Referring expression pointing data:
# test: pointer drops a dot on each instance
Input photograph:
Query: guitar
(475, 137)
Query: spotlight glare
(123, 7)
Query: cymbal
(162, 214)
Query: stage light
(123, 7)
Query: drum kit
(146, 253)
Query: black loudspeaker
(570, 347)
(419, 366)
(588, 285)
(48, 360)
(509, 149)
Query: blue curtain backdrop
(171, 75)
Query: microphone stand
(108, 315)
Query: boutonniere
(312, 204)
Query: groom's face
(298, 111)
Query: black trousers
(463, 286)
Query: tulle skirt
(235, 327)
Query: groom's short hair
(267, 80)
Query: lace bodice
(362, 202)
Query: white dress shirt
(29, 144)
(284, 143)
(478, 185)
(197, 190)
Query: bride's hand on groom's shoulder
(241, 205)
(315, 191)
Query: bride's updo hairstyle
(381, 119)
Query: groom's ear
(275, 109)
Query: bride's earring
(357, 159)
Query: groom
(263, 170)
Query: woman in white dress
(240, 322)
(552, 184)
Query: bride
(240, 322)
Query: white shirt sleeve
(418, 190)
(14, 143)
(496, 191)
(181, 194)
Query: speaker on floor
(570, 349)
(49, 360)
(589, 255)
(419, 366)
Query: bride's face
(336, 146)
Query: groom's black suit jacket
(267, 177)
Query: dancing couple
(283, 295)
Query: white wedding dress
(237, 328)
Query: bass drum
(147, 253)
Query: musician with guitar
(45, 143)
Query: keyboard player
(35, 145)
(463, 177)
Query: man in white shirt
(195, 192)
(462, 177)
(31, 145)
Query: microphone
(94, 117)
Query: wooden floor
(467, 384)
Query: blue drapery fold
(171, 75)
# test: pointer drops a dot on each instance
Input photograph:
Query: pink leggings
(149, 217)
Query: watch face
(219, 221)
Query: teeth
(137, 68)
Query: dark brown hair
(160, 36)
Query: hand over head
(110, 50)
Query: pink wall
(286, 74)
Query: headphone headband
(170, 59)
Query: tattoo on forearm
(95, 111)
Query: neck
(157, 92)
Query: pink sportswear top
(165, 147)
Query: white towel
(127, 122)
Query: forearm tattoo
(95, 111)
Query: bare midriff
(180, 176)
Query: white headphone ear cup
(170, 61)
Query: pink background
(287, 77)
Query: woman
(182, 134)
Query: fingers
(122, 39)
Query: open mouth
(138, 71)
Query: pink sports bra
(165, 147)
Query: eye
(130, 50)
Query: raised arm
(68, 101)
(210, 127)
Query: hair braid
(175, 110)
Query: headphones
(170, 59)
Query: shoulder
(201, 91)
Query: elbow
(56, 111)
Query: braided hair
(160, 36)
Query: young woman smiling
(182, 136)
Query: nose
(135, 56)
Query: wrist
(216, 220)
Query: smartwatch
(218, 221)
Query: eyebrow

Task item: Print the entries exactly.

Exercise response:
# test: pointer drops a dot on each instance
Input photograph:
Query: guitar
(475, 137)
Query: spotlight glare
(123, 7)
Query: cymbal
(162, 214)
Query: stage light
(123, 7)
Query: drum kit
(146, 253)
Query: black loudspeaker
(570, 347)
(419, 366)
(588, 285)
(48, 360)
(509, 149)
Query: blue curtain backdrop
(171, 75)
Query: microphone stand
(108, 315)
Query: boutonniere
(312, 204)
Query: groom's face
(298, 111)
Query: black trousers
(463, 286)
Query: tulle skirt
(235, 327)
Query: groom's short hair
(267, 80)
Query: lace bodice
(362, 202)
Query: white dress shirt
(29, 144)
(284, 143)
(478, 185)
(197, 190)
Query: bride's hand on groom's shoulder
(241, 205)
(315, 191)
Query: bride's updo hairstyle
(381, 119)
Query: groom's ear
(275, 109)
Query: bride's earring
(357, 159)
Query: groom
(263, 170)
Query: woman in white dress
(240, 322)
(552, 184)
Query: bride
(240, 322)
Query: white shirt sleeve
(418, 190)
(14, 143)
(496, 191)
(181, 194)
Query: speaker on floor
(570, 349)
(49, 360)
(589, 255)
(419, 366)
Query: bride's face
(336, 146)
Query: groom's black suit jacket
(267, 177)
Query: dancing couple
(283, 295)
Query: white wedding dress
(237, 328)
Query: bass drum
(147, 253)
Query: musician with guitar
(45, 143)
Query: keyboard player
(35, 145)
(463, 177)
Query: man in white shirt
(195, 192)
(462, 177)
(31, 145)
Query: microphone
(94, 117)
Query: wooden floor
(467, 384)
Query: blue drapery fold
(171, 75)
# test: pointer drops a dot on each instance
Input photograph:
Query: pink leggings
(149, 217)
Query: watch face
(219, 221)
Query: teeth
(137, 68)
Query: dark brown hair
(160, 36)
Query: hand over head
(110, 50)
Query: pink wall
(286, 74)
Query: headphone headband
(170, 59)
Query: tattoo on forearm
(95, 111)
Query: neck
(157, 92)
Query: pink sportswear top
(165, 147)
Query: white towel
(127, 122)
Query: forearm tattoo
(95, 111)
Query: bare midriff
(180, 176)
Query: white headphone ear cup
(170, 61)
Query: pink background
(287, 77)
Query: woman
(182, 134)
Query: fingers
(122, 39)
Query: open mouth
(138, 71)
Query: pink sports bra
(165, 147)
Query: eye
(130, 50)
Query: raised arm
(68, 101)
(210, 127)
Query: hair braid
(175, 110)
Query: headphones
(170, 59)
Query: shoulder
(201, 91)
Query: elbow
(56, 111)
Query: braided hair
(160, 36)
Query: young woman smiling
(182, 136)
Query: nose
(135, 56)
Query: wrist
(216, 220)
Query: smartwatch
(218, 221)
Query: eyebrow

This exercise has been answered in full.